● **Work to complete**
Search the material below for the word "officer". Copy every line that has it.

● **Records for the exercise**
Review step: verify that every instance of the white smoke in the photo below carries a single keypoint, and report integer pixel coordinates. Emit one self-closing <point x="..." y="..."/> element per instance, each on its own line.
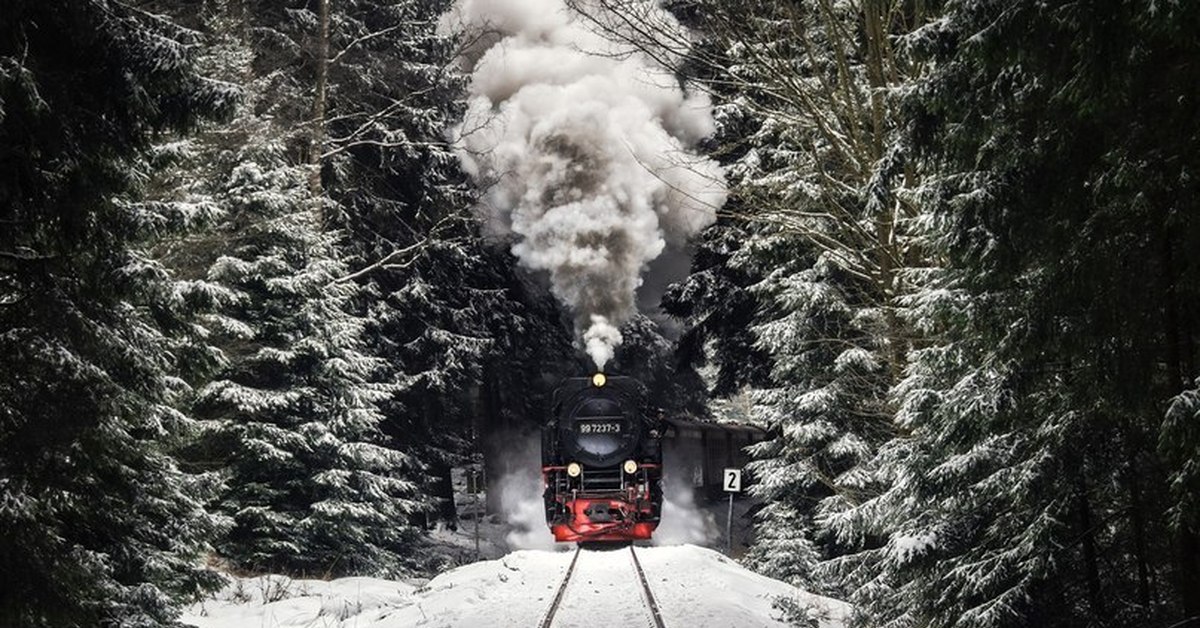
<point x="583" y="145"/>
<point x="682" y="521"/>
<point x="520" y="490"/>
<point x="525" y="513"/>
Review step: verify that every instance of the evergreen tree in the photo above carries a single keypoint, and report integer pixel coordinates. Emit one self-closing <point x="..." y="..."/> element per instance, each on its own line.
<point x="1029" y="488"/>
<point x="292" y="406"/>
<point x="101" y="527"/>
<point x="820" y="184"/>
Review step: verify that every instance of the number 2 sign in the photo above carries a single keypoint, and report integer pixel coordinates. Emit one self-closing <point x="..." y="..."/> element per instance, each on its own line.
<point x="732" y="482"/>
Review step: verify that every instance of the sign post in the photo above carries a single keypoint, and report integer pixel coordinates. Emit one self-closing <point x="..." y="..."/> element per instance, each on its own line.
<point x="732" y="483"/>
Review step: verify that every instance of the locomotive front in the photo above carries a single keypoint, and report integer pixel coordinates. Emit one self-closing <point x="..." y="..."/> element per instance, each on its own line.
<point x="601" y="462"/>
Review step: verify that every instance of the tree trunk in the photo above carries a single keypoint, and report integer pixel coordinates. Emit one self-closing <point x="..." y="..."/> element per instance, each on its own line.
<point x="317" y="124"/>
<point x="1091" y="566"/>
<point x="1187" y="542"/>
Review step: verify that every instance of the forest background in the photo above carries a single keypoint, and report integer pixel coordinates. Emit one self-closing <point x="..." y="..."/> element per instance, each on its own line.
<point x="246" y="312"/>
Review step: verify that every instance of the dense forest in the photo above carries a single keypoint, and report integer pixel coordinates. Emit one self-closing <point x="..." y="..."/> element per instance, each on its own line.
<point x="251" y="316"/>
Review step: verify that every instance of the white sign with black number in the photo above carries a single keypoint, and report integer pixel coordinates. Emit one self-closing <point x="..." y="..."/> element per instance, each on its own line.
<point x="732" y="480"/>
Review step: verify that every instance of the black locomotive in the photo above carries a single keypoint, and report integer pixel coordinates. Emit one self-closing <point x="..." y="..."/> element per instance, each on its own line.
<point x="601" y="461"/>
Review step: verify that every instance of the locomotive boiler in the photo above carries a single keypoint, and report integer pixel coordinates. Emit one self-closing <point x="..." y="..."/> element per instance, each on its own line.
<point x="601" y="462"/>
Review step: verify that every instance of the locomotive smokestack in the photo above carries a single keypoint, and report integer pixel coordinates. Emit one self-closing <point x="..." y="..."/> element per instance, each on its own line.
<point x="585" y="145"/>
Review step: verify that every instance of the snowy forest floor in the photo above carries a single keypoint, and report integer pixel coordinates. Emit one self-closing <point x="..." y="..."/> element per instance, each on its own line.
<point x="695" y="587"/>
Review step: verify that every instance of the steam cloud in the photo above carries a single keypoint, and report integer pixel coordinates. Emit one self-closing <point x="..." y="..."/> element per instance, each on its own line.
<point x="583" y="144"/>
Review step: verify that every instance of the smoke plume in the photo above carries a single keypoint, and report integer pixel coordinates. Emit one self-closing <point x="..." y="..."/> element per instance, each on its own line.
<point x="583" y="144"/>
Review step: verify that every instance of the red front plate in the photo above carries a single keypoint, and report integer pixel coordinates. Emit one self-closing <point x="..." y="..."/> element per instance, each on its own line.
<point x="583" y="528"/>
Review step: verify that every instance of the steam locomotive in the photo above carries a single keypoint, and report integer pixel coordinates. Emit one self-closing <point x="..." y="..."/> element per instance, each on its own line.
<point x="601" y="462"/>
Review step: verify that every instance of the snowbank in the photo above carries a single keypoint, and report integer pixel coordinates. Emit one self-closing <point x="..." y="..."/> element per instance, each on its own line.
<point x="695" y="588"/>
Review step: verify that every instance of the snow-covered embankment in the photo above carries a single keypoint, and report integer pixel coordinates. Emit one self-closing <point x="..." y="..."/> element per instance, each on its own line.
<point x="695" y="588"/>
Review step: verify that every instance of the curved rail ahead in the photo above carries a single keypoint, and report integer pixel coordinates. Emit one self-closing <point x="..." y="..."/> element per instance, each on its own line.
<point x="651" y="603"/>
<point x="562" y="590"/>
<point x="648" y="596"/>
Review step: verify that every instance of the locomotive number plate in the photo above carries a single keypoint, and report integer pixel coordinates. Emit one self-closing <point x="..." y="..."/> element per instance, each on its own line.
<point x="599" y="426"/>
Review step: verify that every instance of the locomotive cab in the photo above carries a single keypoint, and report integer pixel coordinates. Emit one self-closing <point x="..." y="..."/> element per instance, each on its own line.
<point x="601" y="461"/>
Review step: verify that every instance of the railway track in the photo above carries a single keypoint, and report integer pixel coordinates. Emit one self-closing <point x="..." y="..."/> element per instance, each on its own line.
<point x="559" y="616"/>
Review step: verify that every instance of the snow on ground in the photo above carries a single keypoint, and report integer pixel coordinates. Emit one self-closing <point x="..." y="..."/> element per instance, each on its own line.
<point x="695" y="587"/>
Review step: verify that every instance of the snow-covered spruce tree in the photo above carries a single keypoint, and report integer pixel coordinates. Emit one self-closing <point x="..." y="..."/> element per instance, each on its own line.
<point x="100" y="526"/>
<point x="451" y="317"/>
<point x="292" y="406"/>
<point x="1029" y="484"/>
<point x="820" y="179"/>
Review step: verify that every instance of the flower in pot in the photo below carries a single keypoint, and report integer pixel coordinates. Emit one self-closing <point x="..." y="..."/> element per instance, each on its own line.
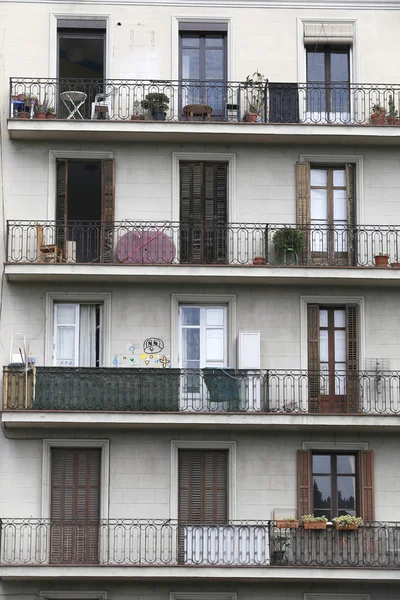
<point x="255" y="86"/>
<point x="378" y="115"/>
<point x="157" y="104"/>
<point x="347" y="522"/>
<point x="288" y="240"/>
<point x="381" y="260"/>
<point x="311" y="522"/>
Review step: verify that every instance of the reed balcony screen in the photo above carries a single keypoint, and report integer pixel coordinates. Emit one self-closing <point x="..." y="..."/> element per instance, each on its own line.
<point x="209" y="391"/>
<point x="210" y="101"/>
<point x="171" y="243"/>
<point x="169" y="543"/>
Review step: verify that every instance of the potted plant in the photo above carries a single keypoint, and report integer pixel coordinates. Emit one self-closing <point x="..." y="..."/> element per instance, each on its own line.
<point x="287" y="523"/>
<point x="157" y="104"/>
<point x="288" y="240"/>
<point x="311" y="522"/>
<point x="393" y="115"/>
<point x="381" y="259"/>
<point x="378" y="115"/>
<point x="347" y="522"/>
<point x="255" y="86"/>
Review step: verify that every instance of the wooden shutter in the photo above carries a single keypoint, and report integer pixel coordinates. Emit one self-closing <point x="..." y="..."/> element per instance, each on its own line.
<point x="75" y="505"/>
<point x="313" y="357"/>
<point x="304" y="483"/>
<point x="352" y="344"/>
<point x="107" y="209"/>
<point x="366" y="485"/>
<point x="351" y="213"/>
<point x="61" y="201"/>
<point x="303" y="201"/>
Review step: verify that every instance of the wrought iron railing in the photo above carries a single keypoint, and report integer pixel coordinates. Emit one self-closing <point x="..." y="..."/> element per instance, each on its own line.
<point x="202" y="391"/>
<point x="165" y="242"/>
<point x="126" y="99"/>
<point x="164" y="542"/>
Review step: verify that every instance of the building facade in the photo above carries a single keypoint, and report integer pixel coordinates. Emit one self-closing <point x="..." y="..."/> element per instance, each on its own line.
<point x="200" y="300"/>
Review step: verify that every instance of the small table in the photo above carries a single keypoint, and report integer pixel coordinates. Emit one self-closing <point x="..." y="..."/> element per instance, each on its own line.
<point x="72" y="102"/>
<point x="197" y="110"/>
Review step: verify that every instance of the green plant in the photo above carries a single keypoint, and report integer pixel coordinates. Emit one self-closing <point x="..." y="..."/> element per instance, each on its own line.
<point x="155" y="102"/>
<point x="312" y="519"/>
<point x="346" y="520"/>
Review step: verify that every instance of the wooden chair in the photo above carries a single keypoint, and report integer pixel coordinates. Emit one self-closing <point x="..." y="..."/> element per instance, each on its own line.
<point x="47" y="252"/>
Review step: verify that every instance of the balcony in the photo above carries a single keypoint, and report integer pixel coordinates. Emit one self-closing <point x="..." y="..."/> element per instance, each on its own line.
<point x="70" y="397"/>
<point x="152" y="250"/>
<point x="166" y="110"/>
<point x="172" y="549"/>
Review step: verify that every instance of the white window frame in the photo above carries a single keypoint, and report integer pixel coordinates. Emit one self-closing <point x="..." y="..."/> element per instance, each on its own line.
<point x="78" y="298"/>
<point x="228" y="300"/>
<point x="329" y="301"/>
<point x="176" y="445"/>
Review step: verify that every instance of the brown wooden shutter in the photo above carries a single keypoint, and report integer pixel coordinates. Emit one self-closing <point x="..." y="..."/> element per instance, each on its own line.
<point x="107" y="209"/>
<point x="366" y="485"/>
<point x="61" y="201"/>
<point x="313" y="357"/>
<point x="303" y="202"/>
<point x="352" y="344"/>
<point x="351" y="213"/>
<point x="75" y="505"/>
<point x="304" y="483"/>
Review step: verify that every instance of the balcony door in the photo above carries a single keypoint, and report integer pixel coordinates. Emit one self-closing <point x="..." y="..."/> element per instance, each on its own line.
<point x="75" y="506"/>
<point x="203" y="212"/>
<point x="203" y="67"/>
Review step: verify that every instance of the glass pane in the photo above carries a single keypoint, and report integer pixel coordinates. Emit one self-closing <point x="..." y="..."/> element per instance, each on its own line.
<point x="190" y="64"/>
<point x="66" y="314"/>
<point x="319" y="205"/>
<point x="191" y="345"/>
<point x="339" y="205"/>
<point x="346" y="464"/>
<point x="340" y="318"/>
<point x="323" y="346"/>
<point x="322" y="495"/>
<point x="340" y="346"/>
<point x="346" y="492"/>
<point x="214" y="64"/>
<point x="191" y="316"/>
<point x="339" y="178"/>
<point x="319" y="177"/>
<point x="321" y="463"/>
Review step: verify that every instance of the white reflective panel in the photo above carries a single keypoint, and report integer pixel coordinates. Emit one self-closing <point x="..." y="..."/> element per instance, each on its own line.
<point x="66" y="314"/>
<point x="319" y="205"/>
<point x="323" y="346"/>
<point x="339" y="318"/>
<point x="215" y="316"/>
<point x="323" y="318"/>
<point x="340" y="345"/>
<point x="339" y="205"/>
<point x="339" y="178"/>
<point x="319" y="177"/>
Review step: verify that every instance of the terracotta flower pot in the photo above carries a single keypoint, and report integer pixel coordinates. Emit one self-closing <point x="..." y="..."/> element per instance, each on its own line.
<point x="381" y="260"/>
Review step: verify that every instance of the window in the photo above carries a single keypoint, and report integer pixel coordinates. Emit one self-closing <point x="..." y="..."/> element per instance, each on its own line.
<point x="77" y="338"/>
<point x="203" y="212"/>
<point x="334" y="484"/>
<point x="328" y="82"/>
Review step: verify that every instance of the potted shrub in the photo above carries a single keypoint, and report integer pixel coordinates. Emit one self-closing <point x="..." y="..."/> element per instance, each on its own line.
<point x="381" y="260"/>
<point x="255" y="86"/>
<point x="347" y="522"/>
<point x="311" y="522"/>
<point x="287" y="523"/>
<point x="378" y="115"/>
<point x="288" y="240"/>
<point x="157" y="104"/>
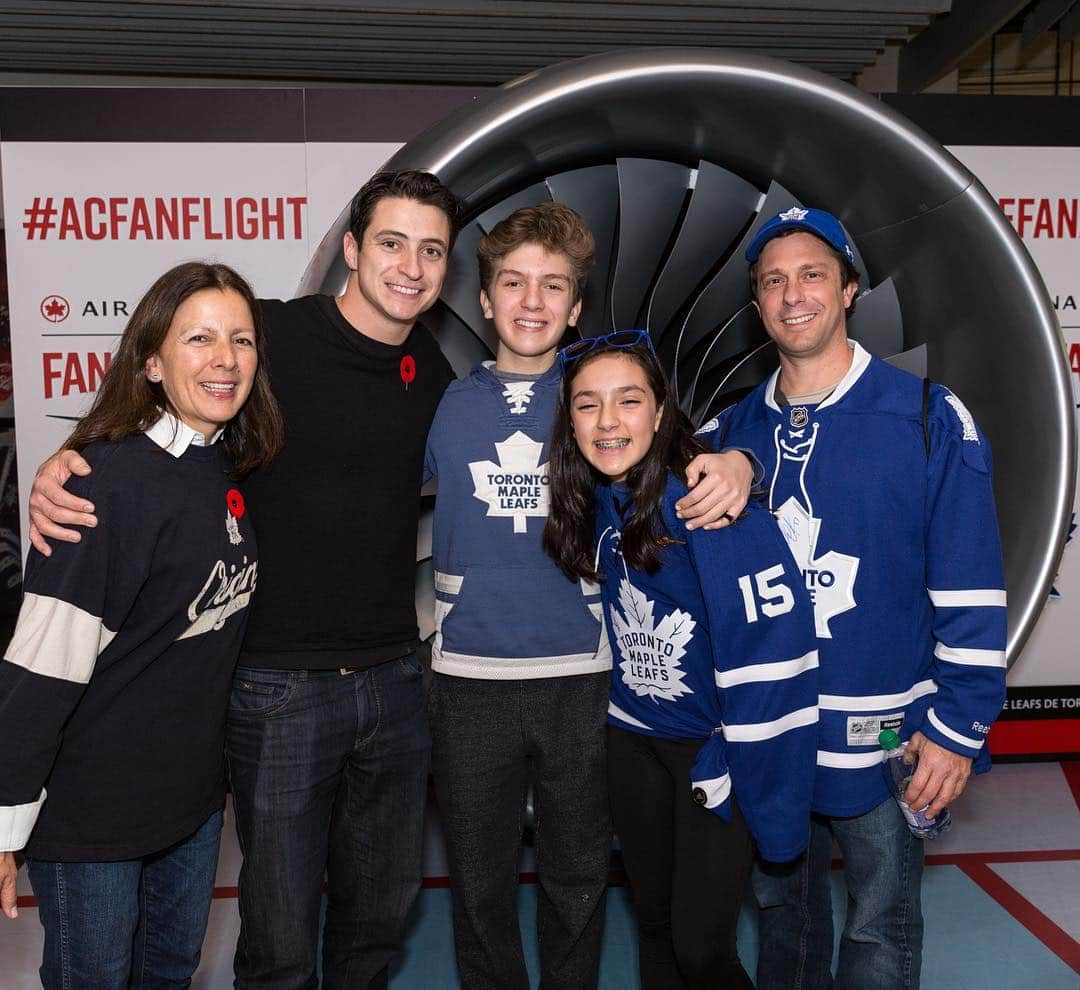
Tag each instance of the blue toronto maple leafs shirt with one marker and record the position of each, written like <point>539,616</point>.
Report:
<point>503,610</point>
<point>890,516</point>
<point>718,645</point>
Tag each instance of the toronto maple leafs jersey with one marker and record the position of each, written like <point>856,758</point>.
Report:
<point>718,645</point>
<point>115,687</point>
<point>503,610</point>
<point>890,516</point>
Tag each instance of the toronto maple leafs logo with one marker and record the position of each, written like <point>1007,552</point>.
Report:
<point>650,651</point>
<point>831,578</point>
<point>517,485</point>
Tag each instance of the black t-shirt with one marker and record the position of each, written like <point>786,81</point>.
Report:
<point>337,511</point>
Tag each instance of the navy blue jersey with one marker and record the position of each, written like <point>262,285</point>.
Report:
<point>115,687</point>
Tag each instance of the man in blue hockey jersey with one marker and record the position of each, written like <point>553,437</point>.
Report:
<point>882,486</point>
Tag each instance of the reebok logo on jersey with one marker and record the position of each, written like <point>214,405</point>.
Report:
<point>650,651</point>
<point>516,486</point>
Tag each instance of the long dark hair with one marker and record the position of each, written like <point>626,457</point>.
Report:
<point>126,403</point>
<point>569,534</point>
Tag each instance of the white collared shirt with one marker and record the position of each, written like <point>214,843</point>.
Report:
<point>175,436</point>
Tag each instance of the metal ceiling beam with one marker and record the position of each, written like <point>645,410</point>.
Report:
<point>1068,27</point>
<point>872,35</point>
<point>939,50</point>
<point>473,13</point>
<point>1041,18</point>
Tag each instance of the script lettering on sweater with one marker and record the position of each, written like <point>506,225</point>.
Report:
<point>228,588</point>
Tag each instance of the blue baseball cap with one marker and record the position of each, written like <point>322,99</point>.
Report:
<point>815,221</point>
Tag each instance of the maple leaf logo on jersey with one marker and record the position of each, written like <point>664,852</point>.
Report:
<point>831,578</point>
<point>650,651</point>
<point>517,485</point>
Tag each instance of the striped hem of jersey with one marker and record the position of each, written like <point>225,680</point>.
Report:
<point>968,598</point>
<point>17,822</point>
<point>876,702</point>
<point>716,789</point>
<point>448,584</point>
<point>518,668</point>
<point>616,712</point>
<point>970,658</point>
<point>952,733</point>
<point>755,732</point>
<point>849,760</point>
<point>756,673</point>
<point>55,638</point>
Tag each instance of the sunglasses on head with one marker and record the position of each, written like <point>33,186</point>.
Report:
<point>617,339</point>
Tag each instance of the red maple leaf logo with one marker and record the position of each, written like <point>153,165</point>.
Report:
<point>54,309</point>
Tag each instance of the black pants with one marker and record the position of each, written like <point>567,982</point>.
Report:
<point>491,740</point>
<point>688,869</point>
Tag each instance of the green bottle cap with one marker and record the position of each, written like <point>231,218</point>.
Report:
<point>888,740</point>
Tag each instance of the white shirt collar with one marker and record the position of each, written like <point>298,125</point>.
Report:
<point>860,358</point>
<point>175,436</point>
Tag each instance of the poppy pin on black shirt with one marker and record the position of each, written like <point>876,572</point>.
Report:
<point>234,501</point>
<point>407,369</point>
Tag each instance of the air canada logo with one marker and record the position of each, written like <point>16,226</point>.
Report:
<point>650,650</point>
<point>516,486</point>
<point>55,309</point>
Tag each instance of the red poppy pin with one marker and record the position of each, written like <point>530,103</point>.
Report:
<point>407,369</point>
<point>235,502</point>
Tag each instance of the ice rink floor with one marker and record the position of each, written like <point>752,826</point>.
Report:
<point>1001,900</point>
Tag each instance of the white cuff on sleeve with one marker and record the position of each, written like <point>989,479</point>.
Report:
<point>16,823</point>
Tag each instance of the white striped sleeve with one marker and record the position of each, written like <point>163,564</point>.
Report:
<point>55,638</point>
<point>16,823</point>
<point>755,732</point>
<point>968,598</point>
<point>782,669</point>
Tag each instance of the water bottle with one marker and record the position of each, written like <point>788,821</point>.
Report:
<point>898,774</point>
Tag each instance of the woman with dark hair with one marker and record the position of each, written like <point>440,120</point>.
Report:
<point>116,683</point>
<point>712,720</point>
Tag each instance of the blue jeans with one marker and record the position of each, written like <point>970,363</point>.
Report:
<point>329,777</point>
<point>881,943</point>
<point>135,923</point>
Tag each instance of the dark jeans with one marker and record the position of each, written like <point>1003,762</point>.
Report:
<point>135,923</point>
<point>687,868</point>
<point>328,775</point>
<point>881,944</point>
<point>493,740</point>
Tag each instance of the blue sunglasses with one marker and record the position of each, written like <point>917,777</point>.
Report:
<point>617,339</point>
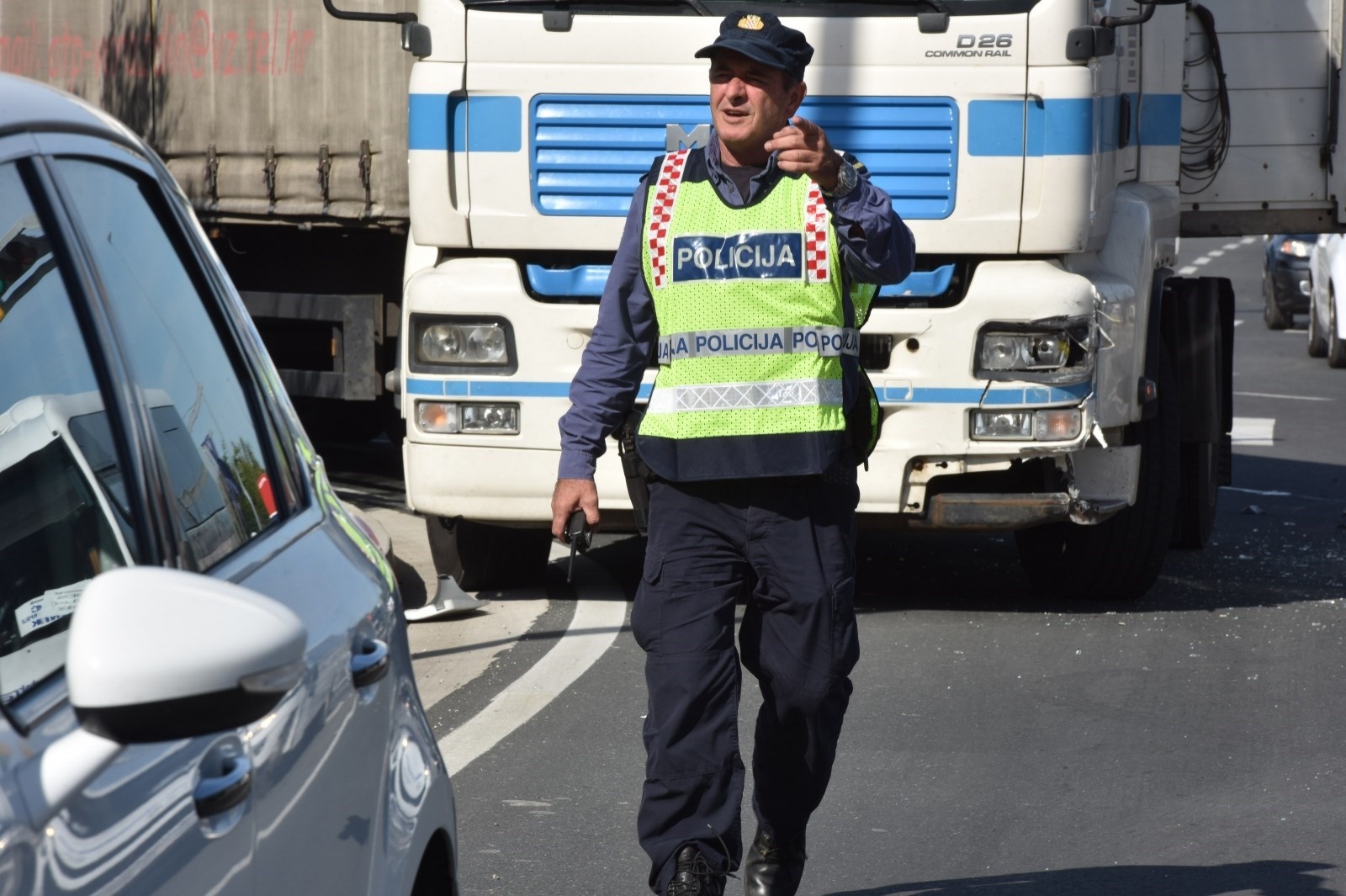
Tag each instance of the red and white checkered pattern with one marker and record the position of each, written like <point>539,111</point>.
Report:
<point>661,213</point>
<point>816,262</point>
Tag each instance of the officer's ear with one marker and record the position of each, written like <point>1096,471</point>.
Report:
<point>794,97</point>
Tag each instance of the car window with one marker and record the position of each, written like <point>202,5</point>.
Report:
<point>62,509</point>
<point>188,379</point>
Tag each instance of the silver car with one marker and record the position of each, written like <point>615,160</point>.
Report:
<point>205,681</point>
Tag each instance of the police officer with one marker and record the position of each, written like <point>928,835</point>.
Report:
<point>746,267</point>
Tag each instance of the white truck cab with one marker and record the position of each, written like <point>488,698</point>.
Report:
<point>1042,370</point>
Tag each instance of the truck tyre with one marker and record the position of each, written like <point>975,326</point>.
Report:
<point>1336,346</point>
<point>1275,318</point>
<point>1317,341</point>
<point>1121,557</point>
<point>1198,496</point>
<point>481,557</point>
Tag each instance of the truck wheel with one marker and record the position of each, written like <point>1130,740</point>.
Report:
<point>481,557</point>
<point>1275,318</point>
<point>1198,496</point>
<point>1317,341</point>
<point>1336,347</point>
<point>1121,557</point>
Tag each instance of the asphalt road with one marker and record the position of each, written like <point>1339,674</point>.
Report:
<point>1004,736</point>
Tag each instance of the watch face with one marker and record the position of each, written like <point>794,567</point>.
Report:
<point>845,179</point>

● **Solution to the problem**
Tag each instance of the officer's ear with one marker and record the position of each, written like <point>1096,471</point>.
Tag each instance of the police officer with one marker and record the position of each, written like <point>928,835</point>.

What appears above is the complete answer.